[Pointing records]
◇ ◇ ◇ ◇ ◇ ◇ ◇

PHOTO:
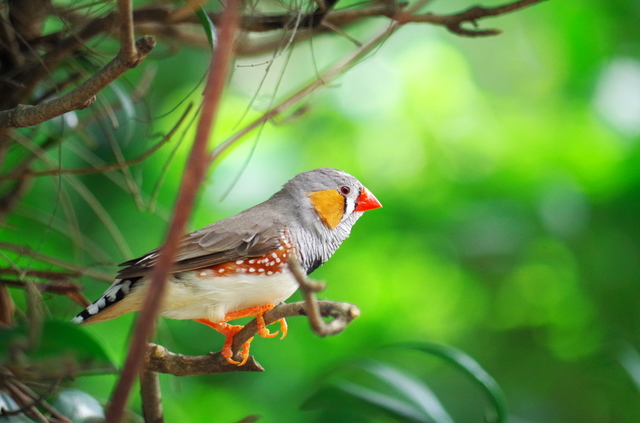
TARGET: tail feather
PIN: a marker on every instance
(113, 295)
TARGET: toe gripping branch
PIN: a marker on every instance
(229, 331)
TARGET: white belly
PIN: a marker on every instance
(211, 297)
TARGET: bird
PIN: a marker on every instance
(237, 267)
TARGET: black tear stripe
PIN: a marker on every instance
(314, 265)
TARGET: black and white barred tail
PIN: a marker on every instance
(116, 292)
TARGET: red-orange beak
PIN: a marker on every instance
(367, 201)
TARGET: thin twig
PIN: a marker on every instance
(151, 396)
(79, 98)
(454, 21)
(161, 360)
(125, 18)
(193, 176)
(104, 168)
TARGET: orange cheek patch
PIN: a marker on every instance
(330, 206)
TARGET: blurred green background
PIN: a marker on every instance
(509, 171)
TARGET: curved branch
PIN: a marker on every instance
(161, 360)
(82, 96)
(454, 21)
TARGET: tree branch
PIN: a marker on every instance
(193, 176)
(454, 21)
(79, 98)
(159, 359)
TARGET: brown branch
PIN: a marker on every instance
(125, 16)
(59, 287)
(193, 177)
(159, 359)
(21, 173)
(151, 397)
(309, 289)
(79, 98)
(7, 307)
(454, 21)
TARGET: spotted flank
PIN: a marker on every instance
(115, 293)
(270, 264)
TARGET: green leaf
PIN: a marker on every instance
(62, 347)
(471, 367)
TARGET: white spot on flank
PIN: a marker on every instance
(126, 286)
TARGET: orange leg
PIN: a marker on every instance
(258, 312)
(229, 331)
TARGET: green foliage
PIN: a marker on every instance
(509, 175)
(62, 349)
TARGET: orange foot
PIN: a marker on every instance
(229, 331)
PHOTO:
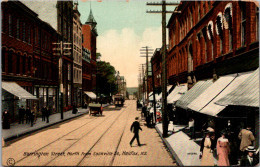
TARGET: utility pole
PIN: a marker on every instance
(146, 49)
(154, 103)
(62, 49)
(164, 74)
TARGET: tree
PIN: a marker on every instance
(106, 79)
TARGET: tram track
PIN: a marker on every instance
(117, 146)
(63, 136)
(46, 164)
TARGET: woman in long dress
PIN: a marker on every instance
(223, 150)
(206, 149)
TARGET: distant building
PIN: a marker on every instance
(89, 64)
(212, 37)
(28, 59)
(77, 56)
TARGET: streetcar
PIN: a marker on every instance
(95, 109)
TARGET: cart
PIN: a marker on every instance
(95, 109)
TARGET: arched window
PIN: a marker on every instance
(219, 30)
(10, 61)
(18, 29)
(29, 65)
(3, 59)
(18, 56)
(257, 23)
(24, 64)
(243, 23)
(190, 59)
(10, 26)
(228, 24)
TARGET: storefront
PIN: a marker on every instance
(13, 97)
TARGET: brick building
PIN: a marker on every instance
(27, 57)
(65, 30)
(212, 37)
(89, 65)
(156, 62)
(77, 56)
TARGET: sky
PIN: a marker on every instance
(124, 28)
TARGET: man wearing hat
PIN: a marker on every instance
(250, 159)
(135, 128)
(246, 137)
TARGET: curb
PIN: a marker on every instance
(173, 153)
(48, 125)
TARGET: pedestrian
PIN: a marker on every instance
(47, 114)
(223, 150)
(27, 114)
(250, 159)
(74, 109)
(135, 129)
(206, 150)
(247, 138)
(32, 116)
(6, 121)
(191, 128)
(44, 113)
(35, 113)
(21, 115)
(144, 108)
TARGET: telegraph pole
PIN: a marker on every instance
(146, 49)
(62, 49)
(164, 74)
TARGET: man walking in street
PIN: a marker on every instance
(247, 138)
(135, 128)
(44, 113)
(48, 112)
(28, 115)
(21, 115)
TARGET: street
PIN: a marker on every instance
(90, 141)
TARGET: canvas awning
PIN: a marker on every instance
(177, 92)
(193, 93)
(205, 103)
(246, 94)
(91, 95)
(17, 90)
(168, 89)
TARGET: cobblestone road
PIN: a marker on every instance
(90, 141)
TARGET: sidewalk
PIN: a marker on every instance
(17, 130)
(185, 151)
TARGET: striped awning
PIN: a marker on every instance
(193, 93)
(205, 103)
(91, 95)
(246, 94)
(17, 90)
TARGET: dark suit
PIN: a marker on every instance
(135, 128)
(245, 161)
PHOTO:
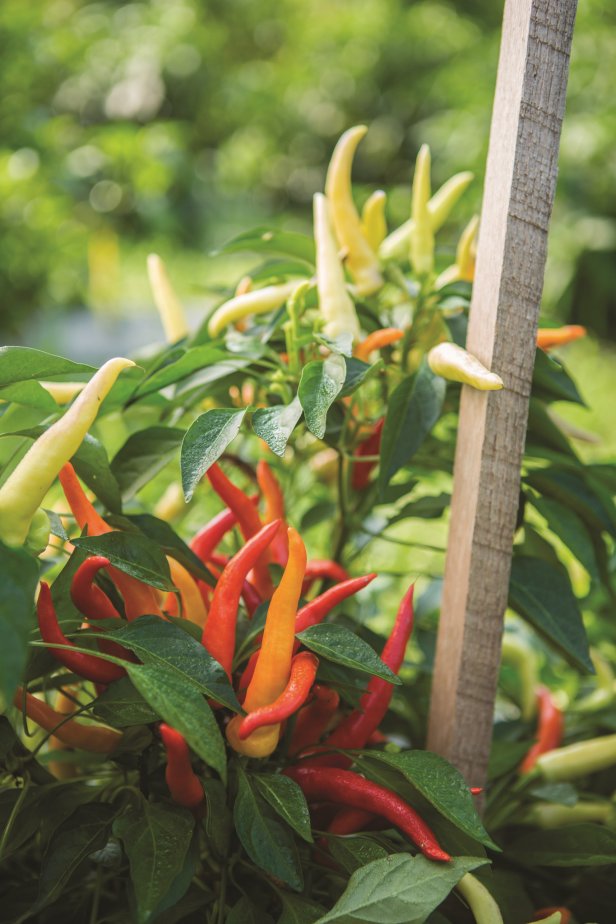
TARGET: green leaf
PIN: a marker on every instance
(413, 409)
(131, 553)
(83, 832)
(357, 373)
(271, 240)
(18, 579)
(157, 642)
(20, 364)
(143, 456)
(442, 785)
(573, 846)
(268, 843)
(344, 647)
(156, 838)
(182, 706)
(542, 594)
(205, 442)
(551, 381)
(319, 386)
(570, 529)
(275, 424)
(122, 706)
(399, 889)
(288, 801)
(572, 491)
(296, 910)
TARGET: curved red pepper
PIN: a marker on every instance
(322, 569)
(248, 520)
(184, 784)
(219, 630)
(348, 788)
(87, 666)
(550, 729)
(360, 477)
(312, 721)
(303, 671)
(355, 730)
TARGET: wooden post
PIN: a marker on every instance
(519, 191)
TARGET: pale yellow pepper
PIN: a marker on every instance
(360, 257)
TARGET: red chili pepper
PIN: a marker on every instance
(248, 519)
(219, 630)
(87, 666)
(303, 671)
(313, 720)
(139, 598)
(274, 510)
(549, 731)
(348, 788)
(360, 477)
(313, 613)
(354, 731)
(184, 784)
(319, 569)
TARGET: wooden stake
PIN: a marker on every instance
(519, 191)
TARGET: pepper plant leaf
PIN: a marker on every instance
(275, 424)
(413, 409)
(205, 442)
(319, 387)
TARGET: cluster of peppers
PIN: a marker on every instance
(279, 681)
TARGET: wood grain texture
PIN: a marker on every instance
(519, 189)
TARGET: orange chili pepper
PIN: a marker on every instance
(377, 340)
(550, 337)
(274, 663)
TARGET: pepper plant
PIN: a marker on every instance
(214, 705)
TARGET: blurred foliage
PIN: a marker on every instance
(179, 122)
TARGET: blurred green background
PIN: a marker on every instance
(172, 124)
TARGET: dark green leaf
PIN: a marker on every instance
(182, 706)
(413, 409)
(542, 594)
(131, 553)
(83, 832)
(143, 455)
(156, 839)
(287, 800)
(399, 889)
(442, 785)
(344, 647)
(121, 706)
(319, 386)
(18, 578)
(268, 843)
(157, 642)
(551, 381)
(205, 442)
(275, 424)
(20, 364)
(574, 846)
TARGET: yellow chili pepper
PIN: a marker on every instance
(167, 303)
(480, 900)
(464, 266)
(373, 223)
(22, 493)
(360, 257)
(421, 238)
(335, 303)
(458, 365)
(273, 666)
(440, 205)
(257, 301)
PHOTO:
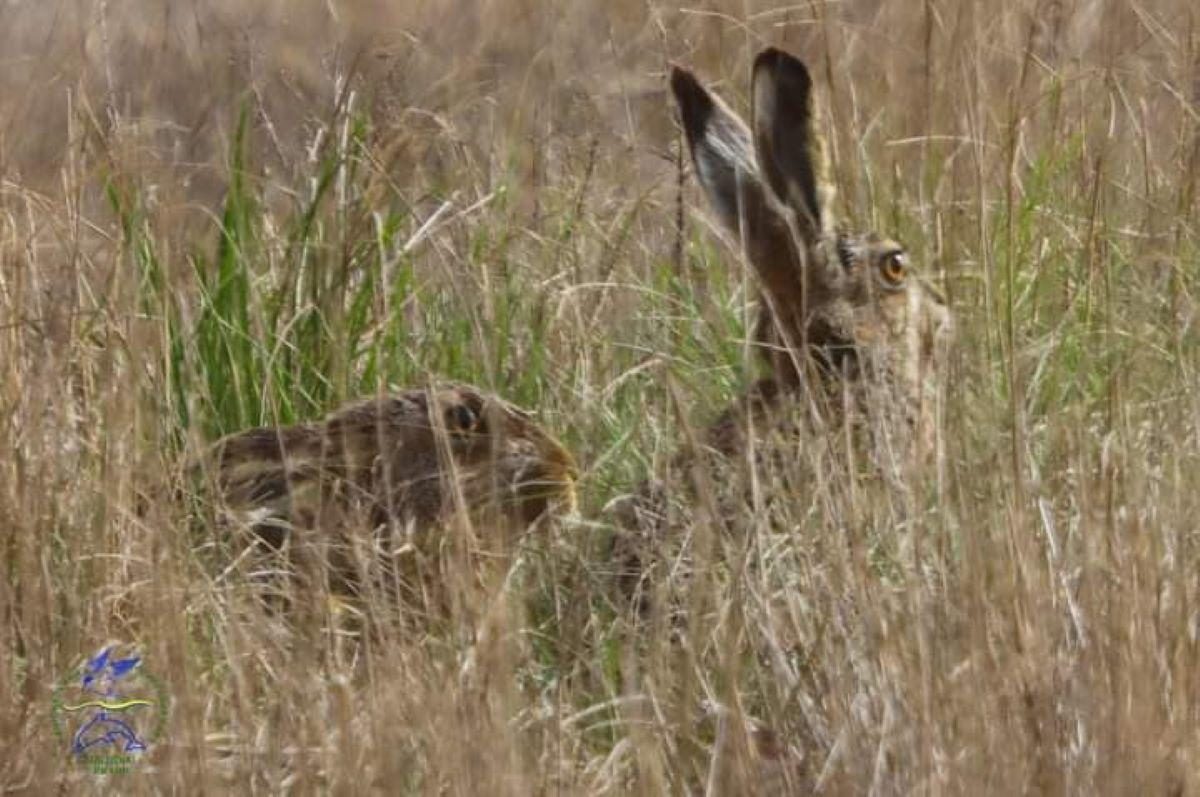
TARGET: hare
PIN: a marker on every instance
(850, 334)
(397, 465)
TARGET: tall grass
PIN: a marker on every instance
(203, 231)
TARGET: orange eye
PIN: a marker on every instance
(894, 267)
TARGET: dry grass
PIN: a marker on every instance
(1021, 618)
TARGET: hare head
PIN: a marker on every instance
(849, 304)
(411, 459)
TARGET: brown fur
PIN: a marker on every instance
(396, 467)
(849, 331)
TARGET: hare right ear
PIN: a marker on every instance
(790, 149)
(723, 154)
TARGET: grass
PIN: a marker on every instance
(202, 232)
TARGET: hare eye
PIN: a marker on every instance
(461, 418)
(894, 267)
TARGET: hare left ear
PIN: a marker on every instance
(790, 149)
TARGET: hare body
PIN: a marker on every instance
(851, 336)
(389, 471)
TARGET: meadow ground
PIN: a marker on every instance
(222, 214)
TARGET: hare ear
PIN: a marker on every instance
(791, 153)
(723, 154)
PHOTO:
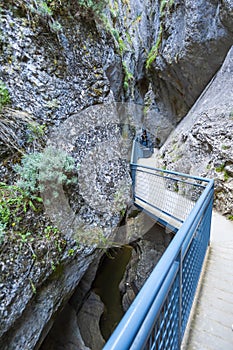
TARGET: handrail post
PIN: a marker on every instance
(133, 174)
(180, 296)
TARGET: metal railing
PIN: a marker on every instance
(158, 316)
(140, 151)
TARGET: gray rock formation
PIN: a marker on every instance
(202, 143)
(52, 76)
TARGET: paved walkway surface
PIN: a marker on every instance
(211, 324)
(212, 317)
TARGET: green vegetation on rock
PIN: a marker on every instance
(4, 95)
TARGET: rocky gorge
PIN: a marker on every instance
(84, 80)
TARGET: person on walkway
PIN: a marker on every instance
(144, 138)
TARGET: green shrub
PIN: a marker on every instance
(4, 95)
(52, 167)
(94, 6)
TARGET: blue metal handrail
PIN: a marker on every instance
(158, 316)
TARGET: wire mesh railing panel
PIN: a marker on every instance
(192, 265)
(165, 332)
(167, 193)
(159, 314)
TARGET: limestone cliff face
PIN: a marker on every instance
(202, 143)
(157, 54)
(172, 50)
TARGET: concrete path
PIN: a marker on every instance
(211, 322)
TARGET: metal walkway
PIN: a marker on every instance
(158, 317)
(211, 322)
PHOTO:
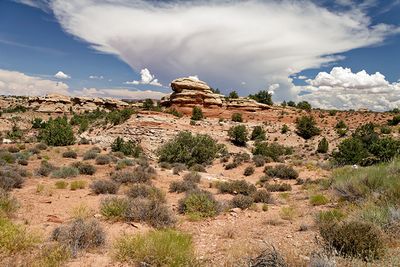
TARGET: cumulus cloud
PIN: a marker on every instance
(343, 89)
(119, 93)
(95, 77)
(17, 83)
(146, 78)
(62, 75)
(225, 42)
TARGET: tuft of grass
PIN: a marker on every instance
(156, 248)
(79, 184)
(318, 200)
(15, 238)
(65, 172)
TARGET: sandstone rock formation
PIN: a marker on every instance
(189, 92)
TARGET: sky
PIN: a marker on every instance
(337, 54)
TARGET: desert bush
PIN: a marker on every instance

◇ ◇ ◇ ◇ ◇ ◇ ◇

(GIVEN TASK)
Retype the part of the records that starts with the line containing "TARGET: blue metal handrail" and runs through the last line, both ends included. Leave the pictures out of your answer.

(RESULT)
TARGET: blue metal handrail
PIN: a marker on every instance
(158, 316)
TARGET: wire mesh railing panel
PIN: a marker on every instance
(192, 265)
(165, 332)
(167, 193)
(159, 314)
TARGET: limestone cliff face
PIN: a marker on every instance
(202, 143)
(157, 54)
(172, 50)
TARGET: concrete path
PIN: a marker on every instance
(211, 322)
TARGET: metal walkway
PIN: a marker on every instance
(158, 317)
(211, 322)
PHOTO:
TARGET: cumulus cloud
PIN: a marker on every instance
(343, 89)
(119, 93)
(95, 77)
(17, 83)
(146, 78)
(62, 75)
(225, 42)
TARGET: tuft of grass
PIN: a marker on every instance
(156, 248)
(79, 184)
(318, 200)
(15, 238)
(65, 172)
TARGET: sandstone rock formation
PIN: a marker on every instance
(189, 92)
TARGET: sky
PIN: a marker on every instance
(337, 54)
TARGET: desert bush
PIN: a marker on every instance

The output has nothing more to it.